## TEXTO
O ECA trouxe uma importante mudança de paradigmas, pois a criança e o adolescente não estão (ou pelo menos não deveriam estar) mais na dependência do Estado assistencialista, já que seus Direitos podem ser legalmente exigidos. No entanto, apesar de ser uma legislação vanguardista, não tem conseguido por si só, assegurar a melhora na qualidade de vida de crianças e adolescentes que ainda estão expostos e vulneráveis a situações de fome e violência por falta de políticas públicas eficientes. Com a pandemia, esse cenário se tornou ainda mais grave. Um relatório da Unicef13 demonstrou como as crianças e adolescentes foram impactados pela diminuição de renda das famílias, como aumentou o número de pessoas que não conseguem se alimentar porque a comida acabou e não têm dinheiro para comprar mais; como menos estudantes tiveram acesso às atividades escolares devendo se levar em conta também aqueles estudantes que tinham na merenda escolar a sua principal alimentação do dia.

## OBJETIVO DO EXERCÍCIO
De acordo com o texto, que acontecimento tornou ainda mais grave o cenário de fome e violência enfrentado por crianças e adolescentes?

Entradas salvas
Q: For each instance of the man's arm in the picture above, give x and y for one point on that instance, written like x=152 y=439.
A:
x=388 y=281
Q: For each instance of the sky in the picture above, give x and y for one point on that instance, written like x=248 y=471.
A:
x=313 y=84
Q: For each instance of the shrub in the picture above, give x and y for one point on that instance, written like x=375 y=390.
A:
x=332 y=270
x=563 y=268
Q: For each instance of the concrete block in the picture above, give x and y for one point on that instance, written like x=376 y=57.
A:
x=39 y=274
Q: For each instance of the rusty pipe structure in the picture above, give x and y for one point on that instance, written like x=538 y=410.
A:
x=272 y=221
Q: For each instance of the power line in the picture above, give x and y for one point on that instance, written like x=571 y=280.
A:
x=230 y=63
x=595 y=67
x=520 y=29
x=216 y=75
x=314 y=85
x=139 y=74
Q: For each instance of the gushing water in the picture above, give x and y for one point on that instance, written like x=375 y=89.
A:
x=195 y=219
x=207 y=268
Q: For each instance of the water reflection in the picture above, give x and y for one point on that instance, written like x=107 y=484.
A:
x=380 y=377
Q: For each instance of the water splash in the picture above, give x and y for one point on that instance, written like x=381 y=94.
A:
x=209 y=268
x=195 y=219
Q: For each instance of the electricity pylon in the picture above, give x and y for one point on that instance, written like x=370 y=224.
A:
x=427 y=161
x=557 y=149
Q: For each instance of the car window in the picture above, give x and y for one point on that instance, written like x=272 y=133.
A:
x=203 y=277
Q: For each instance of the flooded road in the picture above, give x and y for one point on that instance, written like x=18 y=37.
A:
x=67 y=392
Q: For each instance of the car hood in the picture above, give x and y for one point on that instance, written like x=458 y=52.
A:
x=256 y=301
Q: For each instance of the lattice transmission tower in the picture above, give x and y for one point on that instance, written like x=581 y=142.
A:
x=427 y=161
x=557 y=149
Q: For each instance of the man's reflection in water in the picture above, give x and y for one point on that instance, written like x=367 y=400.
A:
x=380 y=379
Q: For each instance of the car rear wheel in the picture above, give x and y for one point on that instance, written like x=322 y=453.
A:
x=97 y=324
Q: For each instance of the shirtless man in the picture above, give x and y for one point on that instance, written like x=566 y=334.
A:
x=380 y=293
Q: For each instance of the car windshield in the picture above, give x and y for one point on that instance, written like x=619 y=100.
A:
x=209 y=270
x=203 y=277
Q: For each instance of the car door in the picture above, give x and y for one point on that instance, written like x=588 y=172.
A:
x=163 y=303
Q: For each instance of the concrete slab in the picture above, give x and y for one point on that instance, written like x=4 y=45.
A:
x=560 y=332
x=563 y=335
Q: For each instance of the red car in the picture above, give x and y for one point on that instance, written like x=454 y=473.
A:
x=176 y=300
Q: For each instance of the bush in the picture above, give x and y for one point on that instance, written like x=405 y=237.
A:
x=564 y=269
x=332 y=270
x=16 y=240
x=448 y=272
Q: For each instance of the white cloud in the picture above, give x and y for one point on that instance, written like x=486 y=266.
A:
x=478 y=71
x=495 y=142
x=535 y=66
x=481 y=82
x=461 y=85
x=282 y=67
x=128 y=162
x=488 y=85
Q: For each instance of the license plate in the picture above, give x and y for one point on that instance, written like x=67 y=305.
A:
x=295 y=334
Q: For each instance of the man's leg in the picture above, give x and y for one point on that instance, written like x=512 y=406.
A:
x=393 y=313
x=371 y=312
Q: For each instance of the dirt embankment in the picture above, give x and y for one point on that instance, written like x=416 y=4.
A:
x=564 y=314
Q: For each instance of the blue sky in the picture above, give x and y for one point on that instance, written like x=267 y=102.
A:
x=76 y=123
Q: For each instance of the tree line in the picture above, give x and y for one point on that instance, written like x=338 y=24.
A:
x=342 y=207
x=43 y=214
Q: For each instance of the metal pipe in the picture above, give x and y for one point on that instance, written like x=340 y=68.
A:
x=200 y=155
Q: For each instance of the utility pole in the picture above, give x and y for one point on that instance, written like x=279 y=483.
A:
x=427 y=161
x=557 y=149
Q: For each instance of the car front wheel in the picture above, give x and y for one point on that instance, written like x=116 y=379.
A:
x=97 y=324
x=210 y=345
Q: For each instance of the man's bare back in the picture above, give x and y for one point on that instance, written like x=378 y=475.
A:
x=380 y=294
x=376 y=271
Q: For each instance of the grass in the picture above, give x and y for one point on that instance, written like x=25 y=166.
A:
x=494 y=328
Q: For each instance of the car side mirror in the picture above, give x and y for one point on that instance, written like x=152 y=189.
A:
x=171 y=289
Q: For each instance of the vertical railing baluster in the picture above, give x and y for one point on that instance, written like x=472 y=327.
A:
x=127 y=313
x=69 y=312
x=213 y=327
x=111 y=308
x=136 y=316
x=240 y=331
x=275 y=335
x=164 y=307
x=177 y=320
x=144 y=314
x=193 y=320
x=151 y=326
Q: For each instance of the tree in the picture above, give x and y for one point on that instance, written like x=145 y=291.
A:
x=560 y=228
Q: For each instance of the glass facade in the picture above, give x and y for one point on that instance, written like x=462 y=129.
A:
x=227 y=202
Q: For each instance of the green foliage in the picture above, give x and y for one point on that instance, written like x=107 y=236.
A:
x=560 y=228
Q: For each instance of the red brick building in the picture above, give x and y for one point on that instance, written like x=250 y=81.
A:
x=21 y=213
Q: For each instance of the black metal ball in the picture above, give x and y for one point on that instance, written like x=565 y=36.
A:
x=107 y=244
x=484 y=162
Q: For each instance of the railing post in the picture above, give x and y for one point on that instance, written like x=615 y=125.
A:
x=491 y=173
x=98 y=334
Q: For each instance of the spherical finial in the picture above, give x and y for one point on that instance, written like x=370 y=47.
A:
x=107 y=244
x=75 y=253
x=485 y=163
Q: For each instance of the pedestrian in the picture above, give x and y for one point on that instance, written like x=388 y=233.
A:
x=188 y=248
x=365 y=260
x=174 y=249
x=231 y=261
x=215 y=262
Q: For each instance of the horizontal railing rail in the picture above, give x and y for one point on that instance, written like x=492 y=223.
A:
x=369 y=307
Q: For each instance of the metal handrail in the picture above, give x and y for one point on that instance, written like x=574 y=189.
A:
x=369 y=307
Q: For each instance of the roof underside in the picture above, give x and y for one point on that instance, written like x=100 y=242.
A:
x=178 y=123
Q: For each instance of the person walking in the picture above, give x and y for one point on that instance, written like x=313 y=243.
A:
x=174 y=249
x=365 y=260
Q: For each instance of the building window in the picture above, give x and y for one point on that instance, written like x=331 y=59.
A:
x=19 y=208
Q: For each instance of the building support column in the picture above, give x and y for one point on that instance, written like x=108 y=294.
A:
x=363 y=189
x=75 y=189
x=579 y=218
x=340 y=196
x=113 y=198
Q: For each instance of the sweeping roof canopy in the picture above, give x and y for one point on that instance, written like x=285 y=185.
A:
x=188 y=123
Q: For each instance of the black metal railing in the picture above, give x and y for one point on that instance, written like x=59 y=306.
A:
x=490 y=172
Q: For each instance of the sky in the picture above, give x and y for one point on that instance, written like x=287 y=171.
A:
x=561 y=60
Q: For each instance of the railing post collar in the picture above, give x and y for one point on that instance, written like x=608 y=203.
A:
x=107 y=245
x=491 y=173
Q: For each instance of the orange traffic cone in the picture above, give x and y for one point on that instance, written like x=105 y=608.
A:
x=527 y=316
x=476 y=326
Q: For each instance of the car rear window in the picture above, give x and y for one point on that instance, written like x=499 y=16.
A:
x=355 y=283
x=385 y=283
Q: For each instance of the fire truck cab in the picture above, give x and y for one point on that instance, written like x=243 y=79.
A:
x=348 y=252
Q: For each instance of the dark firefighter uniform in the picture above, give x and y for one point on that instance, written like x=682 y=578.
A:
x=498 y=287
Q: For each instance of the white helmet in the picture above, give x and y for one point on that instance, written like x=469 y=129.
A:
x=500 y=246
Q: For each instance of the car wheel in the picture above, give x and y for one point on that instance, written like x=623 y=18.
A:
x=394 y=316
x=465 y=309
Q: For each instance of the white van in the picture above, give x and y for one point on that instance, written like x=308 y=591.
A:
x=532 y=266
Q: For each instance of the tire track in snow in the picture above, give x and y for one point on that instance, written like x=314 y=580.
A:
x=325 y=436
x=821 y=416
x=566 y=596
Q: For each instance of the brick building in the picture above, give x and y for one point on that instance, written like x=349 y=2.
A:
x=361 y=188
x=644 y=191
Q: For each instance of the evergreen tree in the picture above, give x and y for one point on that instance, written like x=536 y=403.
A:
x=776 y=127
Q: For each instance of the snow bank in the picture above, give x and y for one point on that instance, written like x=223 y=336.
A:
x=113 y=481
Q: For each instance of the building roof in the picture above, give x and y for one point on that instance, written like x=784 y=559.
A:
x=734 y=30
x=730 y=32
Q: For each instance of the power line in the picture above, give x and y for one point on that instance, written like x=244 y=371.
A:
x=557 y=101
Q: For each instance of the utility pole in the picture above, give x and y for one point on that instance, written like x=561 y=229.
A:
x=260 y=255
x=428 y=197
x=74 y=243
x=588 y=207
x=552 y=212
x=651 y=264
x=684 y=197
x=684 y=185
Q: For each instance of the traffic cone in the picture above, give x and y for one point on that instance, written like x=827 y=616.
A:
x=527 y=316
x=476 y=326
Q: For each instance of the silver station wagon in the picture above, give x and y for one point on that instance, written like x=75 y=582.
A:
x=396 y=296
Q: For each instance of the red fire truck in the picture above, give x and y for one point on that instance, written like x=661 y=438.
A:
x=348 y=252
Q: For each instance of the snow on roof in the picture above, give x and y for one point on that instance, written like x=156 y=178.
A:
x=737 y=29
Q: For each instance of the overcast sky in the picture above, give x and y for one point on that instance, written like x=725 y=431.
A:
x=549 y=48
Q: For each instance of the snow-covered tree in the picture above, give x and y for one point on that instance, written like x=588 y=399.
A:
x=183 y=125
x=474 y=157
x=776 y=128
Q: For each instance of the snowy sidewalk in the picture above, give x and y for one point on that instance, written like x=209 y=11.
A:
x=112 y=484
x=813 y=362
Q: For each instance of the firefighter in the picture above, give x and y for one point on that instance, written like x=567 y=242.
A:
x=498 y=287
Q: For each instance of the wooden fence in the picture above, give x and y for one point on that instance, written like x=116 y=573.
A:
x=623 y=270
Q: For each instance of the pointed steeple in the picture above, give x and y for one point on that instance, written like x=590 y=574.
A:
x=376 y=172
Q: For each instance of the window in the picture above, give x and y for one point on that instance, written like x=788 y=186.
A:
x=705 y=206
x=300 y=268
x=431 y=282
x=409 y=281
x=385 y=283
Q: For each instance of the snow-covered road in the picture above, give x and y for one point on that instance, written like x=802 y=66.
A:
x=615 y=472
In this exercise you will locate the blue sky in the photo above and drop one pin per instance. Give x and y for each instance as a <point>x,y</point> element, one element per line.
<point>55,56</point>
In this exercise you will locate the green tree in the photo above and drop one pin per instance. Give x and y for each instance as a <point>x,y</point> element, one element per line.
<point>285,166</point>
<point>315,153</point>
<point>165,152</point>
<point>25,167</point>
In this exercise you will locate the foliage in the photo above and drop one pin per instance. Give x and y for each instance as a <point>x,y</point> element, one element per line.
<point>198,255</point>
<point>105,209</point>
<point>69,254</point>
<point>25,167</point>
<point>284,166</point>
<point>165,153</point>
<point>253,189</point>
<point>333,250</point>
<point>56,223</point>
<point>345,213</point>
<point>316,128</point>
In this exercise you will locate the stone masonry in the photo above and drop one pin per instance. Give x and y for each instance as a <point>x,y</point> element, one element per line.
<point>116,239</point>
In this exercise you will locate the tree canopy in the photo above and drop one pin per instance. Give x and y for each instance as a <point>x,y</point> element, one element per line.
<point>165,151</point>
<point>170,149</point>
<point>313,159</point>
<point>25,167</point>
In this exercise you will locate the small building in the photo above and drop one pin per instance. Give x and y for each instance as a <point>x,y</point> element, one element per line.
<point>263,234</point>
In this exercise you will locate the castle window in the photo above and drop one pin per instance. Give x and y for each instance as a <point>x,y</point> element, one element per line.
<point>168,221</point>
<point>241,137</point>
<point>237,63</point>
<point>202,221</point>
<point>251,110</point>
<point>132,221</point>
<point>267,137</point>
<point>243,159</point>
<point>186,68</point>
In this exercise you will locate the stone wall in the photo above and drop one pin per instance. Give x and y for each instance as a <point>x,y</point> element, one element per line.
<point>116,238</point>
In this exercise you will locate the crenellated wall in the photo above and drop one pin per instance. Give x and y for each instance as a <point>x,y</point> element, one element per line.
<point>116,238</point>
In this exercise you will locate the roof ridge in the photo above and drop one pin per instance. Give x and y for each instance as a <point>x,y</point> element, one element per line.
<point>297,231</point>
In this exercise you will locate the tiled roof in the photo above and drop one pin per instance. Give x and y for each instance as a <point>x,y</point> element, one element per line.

## ÁREA DE RESPOSTA
A pandemia.